> [Directive]:
Convert the lines below, from the line with "Task: indicate every instance of the hermit" up to and including the line with "[(465, 469)]", into a Markdown table with the columns Number and Line text. Skip blank lines and number the rest in order.

^^^^^^^^^^^^^^^^

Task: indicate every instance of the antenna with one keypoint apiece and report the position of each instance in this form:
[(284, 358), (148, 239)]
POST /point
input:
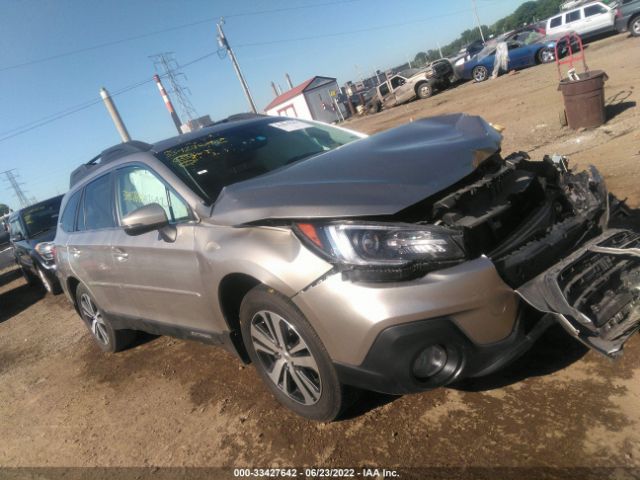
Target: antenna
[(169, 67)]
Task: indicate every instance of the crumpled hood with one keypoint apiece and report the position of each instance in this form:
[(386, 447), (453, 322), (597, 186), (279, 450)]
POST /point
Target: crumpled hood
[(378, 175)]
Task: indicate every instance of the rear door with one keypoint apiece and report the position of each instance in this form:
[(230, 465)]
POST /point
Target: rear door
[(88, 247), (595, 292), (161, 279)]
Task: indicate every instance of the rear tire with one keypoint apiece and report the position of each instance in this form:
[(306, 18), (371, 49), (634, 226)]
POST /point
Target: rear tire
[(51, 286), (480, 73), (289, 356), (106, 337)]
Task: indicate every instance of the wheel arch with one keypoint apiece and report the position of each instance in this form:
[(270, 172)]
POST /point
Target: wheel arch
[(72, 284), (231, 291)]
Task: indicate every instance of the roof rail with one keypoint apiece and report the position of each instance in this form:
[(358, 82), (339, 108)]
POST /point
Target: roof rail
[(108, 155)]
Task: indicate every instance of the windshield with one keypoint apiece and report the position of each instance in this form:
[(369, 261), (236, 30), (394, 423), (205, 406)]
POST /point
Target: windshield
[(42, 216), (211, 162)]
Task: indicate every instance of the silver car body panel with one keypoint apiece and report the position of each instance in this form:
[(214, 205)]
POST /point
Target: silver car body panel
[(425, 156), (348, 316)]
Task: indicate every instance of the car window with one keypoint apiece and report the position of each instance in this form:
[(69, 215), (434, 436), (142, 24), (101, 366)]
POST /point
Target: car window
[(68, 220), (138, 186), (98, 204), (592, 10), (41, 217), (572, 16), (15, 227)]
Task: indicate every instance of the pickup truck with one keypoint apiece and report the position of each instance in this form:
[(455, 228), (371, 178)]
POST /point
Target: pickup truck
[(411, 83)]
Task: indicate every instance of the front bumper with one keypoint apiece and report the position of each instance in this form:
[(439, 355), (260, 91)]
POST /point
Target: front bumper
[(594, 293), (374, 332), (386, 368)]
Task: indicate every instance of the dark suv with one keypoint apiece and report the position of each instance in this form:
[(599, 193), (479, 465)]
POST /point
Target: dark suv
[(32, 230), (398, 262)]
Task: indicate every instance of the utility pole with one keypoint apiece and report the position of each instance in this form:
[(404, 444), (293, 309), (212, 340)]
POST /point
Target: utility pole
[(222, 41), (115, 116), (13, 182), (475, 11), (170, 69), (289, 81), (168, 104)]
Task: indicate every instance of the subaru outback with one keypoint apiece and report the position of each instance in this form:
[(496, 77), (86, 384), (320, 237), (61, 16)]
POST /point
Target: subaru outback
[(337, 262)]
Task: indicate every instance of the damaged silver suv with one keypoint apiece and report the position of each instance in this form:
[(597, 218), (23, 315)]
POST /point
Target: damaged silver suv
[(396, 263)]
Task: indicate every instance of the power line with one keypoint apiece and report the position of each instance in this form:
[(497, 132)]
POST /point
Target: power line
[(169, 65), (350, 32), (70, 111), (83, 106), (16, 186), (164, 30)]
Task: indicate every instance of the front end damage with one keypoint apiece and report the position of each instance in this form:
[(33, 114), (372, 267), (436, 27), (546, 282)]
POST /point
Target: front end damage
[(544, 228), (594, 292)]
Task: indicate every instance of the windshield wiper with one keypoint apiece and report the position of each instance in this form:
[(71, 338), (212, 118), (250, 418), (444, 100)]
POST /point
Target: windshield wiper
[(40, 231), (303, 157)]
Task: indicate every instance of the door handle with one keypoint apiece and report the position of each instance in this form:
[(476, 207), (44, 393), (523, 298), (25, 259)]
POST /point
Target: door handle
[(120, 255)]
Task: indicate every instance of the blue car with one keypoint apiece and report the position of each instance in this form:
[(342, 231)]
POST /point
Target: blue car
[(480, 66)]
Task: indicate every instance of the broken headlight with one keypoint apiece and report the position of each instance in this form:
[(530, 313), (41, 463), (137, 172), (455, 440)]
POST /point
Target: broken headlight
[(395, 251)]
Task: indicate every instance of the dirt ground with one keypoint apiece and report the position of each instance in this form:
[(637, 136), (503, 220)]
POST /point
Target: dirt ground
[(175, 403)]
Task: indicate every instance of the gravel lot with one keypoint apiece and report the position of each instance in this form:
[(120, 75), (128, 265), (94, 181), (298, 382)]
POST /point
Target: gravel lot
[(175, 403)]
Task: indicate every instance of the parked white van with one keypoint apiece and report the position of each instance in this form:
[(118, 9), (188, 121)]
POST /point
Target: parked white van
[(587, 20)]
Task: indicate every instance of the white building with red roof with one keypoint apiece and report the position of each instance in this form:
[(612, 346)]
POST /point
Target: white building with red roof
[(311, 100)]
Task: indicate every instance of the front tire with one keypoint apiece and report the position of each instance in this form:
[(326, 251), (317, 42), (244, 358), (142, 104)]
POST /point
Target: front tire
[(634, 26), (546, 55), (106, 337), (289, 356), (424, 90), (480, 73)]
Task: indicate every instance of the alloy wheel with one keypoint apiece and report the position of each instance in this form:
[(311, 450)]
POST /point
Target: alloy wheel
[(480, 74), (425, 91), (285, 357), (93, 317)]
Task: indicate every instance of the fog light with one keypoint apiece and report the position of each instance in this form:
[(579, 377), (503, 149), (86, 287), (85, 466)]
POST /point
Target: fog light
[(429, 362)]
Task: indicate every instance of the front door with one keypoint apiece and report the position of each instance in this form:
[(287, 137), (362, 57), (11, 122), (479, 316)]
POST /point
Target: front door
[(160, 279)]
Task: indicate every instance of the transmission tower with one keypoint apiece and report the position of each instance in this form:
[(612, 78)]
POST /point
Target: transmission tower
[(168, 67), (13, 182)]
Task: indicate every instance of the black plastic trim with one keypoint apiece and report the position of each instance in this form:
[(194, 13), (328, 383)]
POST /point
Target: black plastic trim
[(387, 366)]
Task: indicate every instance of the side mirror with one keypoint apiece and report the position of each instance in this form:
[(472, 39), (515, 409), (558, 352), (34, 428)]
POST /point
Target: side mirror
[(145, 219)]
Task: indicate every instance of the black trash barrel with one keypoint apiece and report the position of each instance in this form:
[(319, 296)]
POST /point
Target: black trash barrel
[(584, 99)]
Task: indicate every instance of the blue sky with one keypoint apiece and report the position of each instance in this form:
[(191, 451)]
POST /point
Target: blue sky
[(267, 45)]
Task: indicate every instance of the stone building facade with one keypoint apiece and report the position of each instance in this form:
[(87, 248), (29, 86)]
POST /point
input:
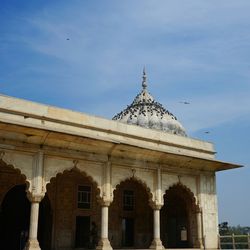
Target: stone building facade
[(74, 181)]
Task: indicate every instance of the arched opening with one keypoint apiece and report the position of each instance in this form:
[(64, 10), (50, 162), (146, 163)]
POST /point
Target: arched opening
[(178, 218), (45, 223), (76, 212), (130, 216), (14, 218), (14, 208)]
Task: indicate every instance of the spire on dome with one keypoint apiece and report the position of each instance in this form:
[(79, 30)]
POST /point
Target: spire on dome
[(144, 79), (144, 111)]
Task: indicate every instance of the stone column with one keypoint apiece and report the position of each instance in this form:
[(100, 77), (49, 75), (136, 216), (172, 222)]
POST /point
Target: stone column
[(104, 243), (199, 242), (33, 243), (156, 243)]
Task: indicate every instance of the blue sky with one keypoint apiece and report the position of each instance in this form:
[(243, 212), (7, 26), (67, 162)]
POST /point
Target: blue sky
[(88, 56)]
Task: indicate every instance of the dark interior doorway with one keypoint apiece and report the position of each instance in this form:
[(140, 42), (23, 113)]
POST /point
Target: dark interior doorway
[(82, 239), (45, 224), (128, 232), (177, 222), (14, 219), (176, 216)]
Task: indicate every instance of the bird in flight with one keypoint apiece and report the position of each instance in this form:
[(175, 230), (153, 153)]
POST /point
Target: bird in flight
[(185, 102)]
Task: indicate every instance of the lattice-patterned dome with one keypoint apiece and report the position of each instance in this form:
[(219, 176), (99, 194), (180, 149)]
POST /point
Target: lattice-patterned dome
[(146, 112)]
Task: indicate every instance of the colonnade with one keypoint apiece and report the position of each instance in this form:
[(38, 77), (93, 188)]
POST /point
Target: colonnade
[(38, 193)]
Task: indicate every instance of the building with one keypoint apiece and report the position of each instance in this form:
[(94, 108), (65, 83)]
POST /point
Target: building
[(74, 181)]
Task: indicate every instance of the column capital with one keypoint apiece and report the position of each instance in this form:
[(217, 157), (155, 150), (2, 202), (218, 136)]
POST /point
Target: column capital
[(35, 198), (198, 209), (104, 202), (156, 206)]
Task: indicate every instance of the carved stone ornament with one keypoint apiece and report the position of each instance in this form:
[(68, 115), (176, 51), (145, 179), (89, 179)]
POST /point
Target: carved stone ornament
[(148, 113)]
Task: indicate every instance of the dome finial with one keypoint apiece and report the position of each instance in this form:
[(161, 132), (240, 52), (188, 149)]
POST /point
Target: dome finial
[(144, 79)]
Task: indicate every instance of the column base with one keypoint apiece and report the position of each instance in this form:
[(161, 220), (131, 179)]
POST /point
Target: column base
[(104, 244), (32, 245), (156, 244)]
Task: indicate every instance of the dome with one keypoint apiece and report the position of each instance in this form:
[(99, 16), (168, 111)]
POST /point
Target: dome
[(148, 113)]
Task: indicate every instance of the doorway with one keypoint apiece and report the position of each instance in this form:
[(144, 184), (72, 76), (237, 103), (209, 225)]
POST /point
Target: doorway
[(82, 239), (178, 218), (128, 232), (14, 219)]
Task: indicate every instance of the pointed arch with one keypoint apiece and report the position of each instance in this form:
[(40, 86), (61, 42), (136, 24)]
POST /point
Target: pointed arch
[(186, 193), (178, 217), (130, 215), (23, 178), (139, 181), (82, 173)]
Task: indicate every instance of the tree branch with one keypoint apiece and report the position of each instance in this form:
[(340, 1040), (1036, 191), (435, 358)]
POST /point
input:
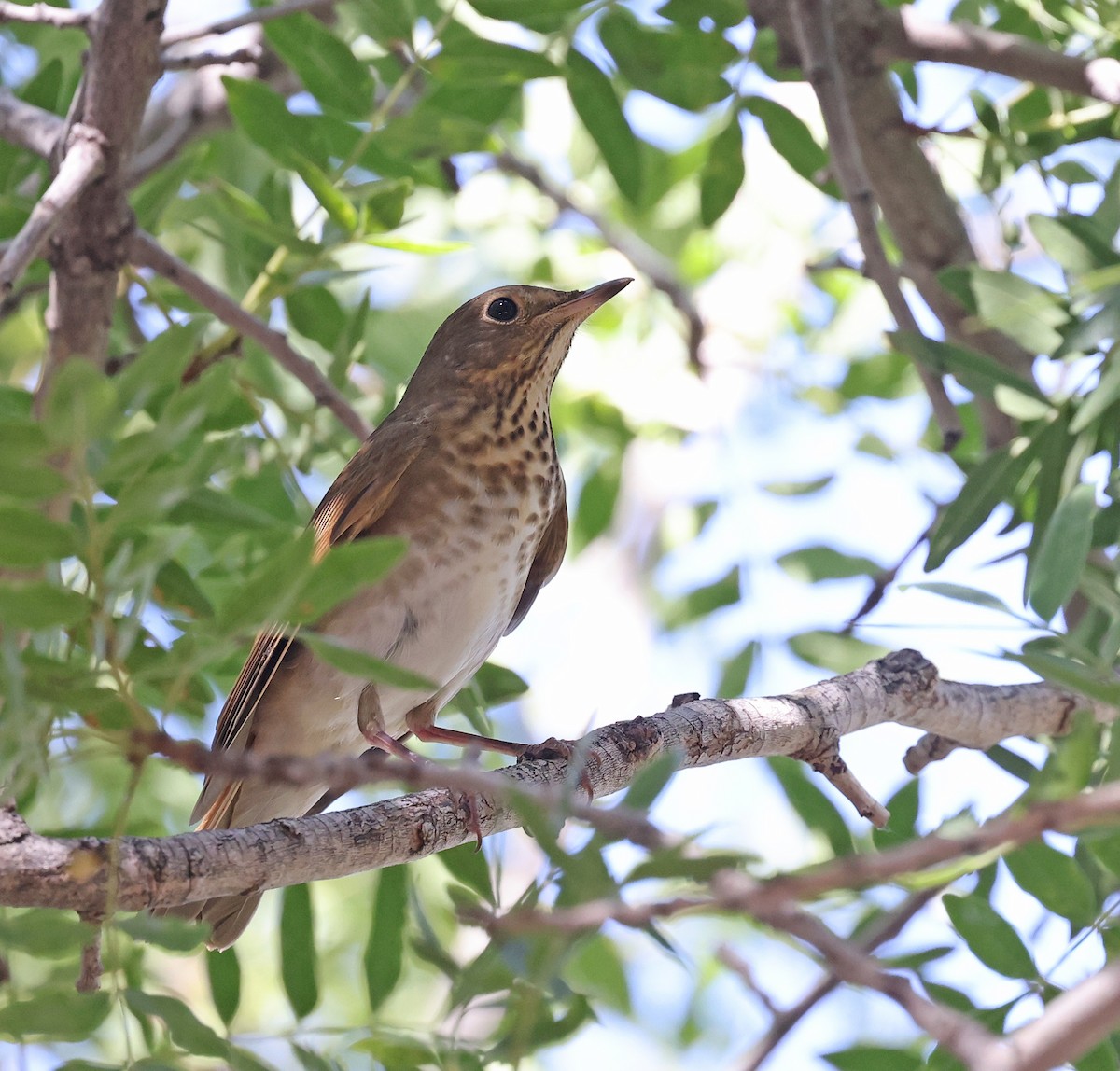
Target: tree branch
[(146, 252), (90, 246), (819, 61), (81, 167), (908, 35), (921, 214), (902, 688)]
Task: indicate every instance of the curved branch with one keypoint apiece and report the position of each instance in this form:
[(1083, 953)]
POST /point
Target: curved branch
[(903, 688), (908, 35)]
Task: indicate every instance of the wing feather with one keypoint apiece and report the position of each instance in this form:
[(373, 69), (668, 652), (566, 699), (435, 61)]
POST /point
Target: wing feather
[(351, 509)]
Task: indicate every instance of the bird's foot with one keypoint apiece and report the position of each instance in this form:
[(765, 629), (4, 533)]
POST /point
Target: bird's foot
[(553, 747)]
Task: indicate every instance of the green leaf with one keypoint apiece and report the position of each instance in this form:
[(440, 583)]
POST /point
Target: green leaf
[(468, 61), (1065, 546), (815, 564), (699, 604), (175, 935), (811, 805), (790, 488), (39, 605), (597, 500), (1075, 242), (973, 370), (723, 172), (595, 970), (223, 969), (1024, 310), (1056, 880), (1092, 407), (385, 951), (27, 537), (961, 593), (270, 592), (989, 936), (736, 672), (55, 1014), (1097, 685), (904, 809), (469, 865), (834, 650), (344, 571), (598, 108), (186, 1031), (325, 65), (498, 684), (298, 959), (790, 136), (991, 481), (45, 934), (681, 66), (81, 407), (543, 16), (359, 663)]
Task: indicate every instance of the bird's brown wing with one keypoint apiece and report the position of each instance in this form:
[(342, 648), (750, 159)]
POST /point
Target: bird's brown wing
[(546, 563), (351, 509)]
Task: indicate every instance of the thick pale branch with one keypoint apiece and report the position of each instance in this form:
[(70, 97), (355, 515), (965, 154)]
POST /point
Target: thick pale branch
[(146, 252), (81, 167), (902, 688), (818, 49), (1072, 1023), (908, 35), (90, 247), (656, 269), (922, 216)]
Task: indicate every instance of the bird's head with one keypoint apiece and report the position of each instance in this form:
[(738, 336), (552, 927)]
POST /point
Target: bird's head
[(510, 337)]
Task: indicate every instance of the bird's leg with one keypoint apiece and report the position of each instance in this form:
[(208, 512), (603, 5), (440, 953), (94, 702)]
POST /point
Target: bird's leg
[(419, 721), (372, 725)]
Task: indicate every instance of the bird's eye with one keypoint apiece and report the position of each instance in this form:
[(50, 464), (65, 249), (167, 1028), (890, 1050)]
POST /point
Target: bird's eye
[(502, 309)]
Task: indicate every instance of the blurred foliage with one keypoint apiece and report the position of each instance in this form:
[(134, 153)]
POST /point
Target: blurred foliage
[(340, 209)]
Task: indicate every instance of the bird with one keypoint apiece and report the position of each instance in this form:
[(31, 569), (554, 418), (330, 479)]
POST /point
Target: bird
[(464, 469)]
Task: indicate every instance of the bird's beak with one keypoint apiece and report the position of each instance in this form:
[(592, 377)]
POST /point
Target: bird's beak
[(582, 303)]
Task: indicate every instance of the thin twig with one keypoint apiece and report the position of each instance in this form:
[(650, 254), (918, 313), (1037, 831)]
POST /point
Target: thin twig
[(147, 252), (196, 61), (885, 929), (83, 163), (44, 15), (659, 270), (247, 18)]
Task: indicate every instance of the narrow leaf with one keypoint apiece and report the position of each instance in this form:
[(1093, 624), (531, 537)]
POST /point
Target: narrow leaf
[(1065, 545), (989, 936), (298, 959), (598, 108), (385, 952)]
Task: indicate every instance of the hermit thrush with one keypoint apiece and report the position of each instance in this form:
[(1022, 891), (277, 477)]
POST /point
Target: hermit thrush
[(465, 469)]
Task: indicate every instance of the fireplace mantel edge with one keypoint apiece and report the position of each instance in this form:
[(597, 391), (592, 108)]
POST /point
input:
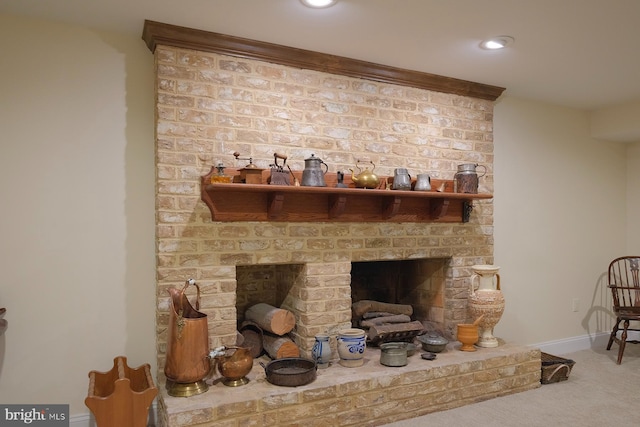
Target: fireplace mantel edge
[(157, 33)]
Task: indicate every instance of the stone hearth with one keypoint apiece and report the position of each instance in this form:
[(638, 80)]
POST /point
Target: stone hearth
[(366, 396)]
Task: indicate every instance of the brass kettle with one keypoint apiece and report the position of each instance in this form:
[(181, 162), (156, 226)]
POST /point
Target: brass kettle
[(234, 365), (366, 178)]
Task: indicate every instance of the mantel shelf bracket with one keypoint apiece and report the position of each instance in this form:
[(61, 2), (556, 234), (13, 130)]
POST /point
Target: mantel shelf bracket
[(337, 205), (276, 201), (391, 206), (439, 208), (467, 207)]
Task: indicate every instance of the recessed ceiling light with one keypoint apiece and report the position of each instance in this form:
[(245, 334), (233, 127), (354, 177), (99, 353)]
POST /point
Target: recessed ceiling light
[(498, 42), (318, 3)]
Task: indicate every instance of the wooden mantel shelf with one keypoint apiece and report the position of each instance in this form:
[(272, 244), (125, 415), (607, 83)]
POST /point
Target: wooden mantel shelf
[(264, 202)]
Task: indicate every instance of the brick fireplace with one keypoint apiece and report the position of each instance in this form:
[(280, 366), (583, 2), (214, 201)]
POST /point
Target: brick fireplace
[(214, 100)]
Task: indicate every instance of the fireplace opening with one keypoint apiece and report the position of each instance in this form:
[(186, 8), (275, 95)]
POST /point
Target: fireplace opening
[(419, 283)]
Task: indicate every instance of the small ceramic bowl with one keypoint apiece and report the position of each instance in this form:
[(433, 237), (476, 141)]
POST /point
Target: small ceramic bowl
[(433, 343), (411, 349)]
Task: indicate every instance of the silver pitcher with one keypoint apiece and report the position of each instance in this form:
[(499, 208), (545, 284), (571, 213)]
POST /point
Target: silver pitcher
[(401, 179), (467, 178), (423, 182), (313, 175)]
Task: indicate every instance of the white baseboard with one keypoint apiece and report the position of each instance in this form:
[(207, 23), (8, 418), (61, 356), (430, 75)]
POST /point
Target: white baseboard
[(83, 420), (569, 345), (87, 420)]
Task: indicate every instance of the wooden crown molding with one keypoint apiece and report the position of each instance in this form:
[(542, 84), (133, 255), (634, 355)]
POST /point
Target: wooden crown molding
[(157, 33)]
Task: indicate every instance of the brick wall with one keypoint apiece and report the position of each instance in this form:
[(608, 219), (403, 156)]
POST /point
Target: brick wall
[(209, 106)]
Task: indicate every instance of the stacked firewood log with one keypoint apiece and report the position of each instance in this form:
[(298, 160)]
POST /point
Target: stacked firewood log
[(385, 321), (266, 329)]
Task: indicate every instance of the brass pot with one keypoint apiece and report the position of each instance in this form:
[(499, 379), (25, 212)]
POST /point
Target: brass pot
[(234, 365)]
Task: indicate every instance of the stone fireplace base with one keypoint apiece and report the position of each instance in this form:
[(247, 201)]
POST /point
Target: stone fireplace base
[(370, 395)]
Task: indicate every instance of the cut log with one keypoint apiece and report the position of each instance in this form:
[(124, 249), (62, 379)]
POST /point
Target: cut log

^^^^^^^^^^^^^^^^

> [Answer to the exercise]:
| Number | Line text |
|---|---|
| 1 | Task: indicate every instance of the hermit thrush with one keypoint apiece and report the position of each instance in this form: |
| 2 | [(1022, 891), (277, 477)] |
| 3 | POST /point |
| 4 | Target: hermit thrush |
| 5 | [(465, 469)] |